*Selected excerpt*.
>>>

Avoid the Sales Compensation Emergency Room
Workspan Daily
May 19, 2022

Editor’s Note: Workspan Daily will be publishing a monthly sales compensation column from the Alexander Group for the benefit of our readers and to encourage further discourse on topics vital to compensation professionals. New to WorldatWork? Please feel free to join the discussion in our new online community, Engage, or send your thoughts to workspan@worldatwork.org.

Sales compensation is a living, changing and evolving sales management program. As business objectives change, go-to-market strategies shift and competitors alter their tactics, the sales department must also change and adapt. Often, these changes require changes to the pay program. Each year, more than 90% of all companies make such changes. 

Test the health of your sales compensation plan against these 11 program health indicators.

<<<

*Required tasks*.
1) What share of companies make changes to their sales pay program each year, according to the sales compensation article?
2) Quote the stretch of the sales compensation article from "Sales compensation is" through "program health indicators.".

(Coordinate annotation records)
>>>

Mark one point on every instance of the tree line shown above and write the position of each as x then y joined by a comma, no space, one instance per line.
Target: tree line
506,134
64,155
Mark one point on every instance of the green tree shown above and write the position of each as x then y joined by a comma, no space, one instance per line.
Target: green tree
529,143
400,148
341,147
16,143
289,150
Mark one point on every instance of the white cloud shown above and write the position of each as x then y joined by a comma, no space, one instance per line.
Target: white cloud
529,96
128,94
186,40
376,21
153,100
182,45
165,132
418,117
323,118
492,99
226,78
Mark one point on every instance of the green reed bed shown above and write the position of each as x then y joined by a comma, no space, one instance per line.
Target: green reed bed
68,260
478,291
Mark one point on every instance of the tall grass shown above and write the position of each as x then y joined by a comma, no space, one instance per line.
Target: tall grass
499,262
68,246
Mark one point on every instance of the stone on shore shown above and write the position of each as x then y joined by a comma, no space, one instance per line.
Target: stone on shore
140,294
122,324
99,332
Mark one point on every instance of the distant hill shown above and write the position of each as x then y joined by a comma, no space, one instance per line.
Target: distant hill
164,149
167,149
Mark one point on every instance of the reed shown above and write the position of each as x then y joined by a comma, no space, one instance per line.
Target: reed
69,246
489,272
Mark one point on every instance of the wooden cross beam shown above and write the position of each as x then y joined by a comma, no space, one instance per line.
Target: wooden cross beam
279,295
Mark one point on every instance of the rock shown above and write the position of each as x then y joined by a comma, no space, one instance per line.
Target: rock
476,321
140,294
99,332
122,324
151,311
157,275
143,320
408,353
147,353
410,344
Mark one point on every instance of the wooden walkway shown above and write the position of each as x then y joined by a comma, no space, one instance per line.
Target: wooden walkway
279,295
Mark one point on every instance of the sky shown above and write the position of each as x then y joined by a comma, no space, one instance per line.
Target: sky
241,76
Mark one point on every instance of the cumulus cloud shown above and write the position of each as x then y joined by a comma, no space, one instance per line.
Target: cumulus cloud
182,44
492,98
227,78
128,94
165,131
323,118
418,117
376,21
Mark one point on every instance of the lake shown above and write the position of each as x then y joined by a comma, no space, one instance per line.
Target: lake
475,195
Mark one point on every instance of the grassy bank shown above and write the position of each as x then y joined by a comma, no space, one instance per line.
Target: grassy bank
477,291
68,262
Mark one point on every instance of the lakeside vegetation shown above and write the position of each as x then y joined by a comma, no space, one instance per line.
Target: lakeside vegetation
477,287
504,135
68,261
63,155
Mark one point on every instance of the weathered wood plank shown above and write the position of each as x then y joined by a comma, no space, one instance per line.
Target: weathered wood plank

<<<

*Solutions in order*.
1) More than 90% of all companies.

2)
Sales compensation is a living, changing and evolving sales management program. As business objectives change, go-to-market strategies shift and competitors alter their tactics, the sales department must also change and adapt. Often, these changes require changes to the pay program. Each year, more than 90% of all companies make such changes. 

Test the health of your sales compensation plan against these 11 program health indicators.